**Shape annotation entries**
◇ ◇ ◇ ◇ ◇
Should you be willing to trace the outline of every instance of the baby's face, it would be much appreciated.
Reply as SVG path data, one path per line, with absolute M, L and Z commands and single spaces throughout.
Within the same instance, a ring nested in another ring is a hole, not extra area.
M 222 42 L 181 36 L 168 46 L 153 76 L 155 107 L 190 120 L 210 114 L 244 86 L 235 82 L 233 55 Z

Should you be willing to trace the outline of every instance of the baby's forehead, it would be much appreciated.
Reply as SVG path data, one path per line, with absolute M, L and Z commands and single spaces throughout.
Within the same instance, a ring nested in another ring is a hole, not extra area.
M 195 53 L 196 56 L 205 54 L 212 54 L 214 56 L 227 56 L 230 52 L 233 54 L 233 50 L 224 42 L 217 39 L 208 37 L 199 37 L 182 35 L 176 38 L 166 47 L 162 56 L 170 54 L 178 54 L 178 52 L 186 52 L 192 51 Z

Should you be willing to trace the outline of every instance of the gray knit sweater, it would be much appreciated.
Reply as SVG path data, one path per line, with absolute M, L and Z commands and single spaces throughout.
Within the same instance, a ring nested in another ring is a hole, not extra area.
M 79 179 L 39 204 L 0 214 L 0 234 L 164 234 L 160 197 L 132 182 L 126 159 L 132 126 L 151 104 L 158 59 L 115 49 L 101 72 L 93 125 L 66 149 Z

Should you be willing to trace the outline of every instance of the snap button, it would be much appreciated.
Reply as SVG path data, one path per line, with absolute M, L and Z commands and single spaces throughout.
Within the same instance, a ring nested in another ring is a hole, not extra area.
◇ ◇ ◇ ◇ ◇
**AIM**
Put the lines of the items above into a numbered list, starting with the very first line and going on through the line that contains "M 222 42 L 181", both included. Include only those lines and leave out any blank ones.

**TASK SOLUTION**
1. Should you be willing to trace the outline of every instance of the baby's face, it would be much appreciated.
2. Reply as SVG path data, one path per line, with absolute M, L and Z commands and single spaces throughout.
3. Within the same instance, a ring nested in another ring is a hole, not extra area.
4. M 222 42 L 181 36 L 168 46 L 153 76 L 155 107 L 190 120 L 210 114 L 244 86 L 235 82 L 233 55 Z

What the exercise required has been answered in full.